STUDY TEXT:
=== Begin Enclosure ===

It’s been a long road for Bob Marsh.

A self-described dot-connector at age 76, he will be a fresh face on Maricopa City Council after he was elected outright in the August primary. It took him two tries to win a seat, and he says he intends to stay for only one term.

His election comes after serving on the city’s Board of Adjustment, Planning & Zoning Commission, 2040 Vision Committee and Zoning Code rewrite task force, as well as Pinal County’s Board of Adjustment.

Bob Marsh. Photo by Victor Moreno

“I think having somebody on council who understands the way the world works, the way the city works, the way a water purification plant works, the way electricity is generated, who understands infrastructure and how it gets done, and how capacity planning really works is useful,” he said.

A long-time engineer, he wants to use his cumulative knowledge gathered from the four corners of the country in his decision-making on council.

“I have engineers in my family, and I have always admired their ability to ask the right questions,” friend Ron Smith said. “Asking the right questions makes Bob a great problem solver. Every good team needs this kind of insight to be productive and effective.”

Cynthia Marsh, his wife of 14 years and the person he has called his inspiration, balances his cerebral analytics.

“We have complementary skills,” he said. “When I get into situations like political campaigns, that requires people skills that I don’t have. She’s got ’em. So, she’s my inspiration.”

They first dated in 1981 and married in 2006. There is a lifetime in between, and it’s a long story.

Bob and Cynthia in the 1980s. Submitted photo

WHERE THEY CAME FROM

Born in North Carolina, Marsh’s father was a Marine in World War II at Camp LeJeune, on the coast. The family went to Pittsburgh for a couple of years and then on to Massachusetts for several years, where Marsh attended school through sixth grade. He attended junior high and high school in a little town named Poultney, Vermont, where both parents were professors at Green Mountain College.

“It was convenient for me going through high school in a small town with a girls’ college next door,” he said.

Marsh’s father, whom he calls a middle-of-the-road Eisenhower Republican, also taught at the Massachusetts Institute of Technology, Tufts University and Massachusetts College of Pharmacy. His mother was a librarian who taught library science.

=== End Enclosure ===

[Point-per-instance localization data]
=== Begin Enclosure ===

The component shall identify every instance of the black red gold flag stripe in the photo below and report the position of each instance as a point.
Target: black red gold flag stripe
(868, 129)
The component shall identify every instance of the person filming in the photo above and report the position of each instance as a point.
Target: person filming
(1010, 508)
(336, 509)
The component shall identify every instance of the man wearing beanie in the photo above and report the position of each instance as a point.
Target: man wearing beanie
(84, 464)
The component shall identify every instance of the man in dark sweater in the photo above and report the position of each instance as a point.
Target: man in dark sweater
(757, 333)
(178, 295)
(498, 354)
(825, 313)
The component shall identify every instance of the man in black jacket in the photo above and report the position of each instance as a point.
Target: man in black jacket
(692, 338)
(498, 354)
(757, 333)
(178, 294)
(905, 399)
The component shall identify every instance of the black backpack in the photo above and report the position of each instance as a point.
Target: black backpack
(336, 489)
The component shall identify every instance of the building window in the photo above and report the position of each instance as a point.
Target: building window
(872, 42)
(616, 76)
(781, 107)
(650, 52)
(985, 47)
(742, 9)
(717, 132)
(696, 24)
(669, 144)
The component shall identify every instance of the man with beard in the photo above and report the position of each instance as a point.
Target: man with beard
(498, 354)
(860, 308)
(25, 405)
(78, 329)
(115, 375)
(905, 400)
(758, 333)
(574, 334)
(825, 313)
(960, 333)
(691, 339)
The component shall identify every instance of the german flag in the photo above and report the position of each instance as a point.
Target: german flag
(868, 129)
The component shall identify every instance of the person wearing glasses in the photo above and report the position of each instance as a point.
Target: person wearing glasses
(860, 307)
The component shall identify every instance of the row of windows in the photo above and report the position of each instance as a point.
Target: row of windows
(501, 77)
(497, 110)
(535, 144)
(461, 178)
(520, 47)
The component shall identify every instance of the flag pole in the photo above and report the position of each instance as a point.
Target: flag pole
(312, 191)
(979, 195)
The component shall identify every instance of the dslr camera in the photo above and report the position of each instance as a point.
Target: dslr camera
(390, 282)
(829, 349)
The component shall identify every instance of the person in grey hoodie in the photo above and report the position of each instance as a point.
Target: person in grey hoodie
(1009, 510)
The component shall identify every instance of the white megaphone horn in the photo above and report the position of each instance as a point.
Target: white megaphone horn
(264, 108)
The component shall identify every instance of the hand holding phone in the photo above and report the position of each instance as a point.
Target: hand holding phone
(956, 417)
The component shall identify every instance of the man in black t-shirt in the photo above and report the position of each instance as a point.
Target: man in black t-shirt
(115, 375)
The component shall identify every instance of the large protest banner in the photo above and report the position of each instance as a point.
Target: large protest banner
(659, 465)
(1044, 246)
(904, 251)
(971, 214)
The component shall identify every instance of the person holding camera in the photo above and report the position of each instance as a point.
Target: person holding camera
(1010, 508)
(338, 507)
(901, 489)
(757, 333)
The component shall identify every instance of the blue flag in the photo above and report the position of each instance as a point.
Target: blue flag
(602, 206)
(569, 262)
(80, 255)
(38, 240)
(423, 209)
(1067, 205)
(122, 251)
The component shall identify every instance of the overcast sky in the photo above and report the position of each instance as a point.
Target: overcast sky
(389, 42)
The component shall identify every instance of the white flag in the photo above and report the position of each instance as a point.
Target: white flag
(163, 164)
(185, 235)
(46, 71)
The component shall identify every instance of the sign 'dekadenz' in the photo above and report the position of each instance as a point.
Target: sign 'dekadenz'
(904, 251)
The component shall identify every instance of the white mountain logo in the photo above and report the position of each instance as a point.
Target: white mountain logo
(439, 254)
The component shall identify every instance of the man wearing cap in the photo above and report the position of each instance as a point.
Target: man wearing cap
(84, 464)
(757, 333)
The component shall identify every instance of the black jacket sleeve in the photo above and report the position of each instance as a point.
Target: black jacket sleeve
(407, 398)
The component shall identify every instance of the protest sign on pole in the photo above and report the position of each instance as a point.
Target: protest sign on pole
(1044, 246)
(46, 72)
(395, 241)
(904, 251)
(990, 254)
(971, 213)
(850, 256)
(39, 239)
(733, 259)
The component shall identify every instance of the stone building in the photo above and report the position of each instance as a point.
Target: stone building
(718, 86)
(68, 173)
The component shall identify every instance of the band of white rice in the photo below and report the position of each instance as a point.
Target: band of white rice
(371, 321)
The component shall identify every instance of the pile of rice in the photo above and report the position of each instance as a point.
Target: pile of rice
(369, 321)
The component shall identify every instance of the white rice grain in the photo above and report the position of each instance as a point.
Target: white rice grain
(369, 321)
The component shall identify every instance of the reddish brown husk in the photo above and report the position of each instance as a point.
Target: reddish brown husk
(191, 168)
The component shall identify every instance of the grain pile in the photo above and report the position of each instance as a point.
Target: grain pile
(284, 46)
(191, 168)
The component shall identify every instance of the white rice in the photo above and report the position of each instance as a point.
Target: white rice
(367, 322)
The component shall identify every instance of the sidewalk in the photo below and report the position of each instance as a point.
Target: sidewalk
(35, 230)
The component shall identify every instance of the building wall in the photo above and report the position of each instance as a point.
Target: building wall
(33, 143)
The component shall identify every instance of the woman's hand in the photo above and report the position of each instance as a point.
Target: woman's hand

=== End Enclosure ===

REQUIRED ACTIONS:
**a)** According to the profile of Bob Marsh, at which college were both of his parents professors while he attended junior high and high school in Poultney, Vermont?
**b)** Continue the profile of Bob Marsh from its final sentence.

ACTIVITY ANSWERS:
**a)** Green Mountain College.

**b)**
Marsh said an uncle graduated from MIT in food technology and was the vice president of research and development for Gerber Foods his entire career. His mother’s father had a master’s degree in chemical engineering at MIT and went on to lead the team that developed synthetic rubber after the Japanese destroyed U.S. rubber plantations in Malaysia. That rubber formula is still in use today.

“I’m the kid that took radios apart at age 12 and put them back together right,” he said.

He discovered an interest in electricity and electronics during his sophomore year of high school. He walked the halls of MIT as a kid and showed up as a scholarship student in 1962.

When Marsh wrote letters home, his father would correct them with a red pencil and send them back.

To make ends meet, he became something of an entrepreneur, starting up three businesses during his years there before selling them to MIT as he graduated. He engineered the campus telephone system, ran the distribution of the New York Times on campus and, even while underage, had a contract with a wine seller in Brookline, Massachusetts, to supply big university events with champagne, glasses, buckets and ice.

Meanwhile, Cynthia, who is almost three years older, went to nursing school in Manhattan. After she married, she took hospital jobs near colleges where her husband worked, including Oberlin and Purdue.

“I had a baby in every hospital I worked in,” she said.

That turned out to be three babies, starting when she was 20. But one day, a patient’s death weighed heavily on her. She cried herself to sleep and then quit nursing altogether.

“I went back to upstate New York, where I brought up my kids until the marriage was over,” she said. “And then I moved here to Arizona.”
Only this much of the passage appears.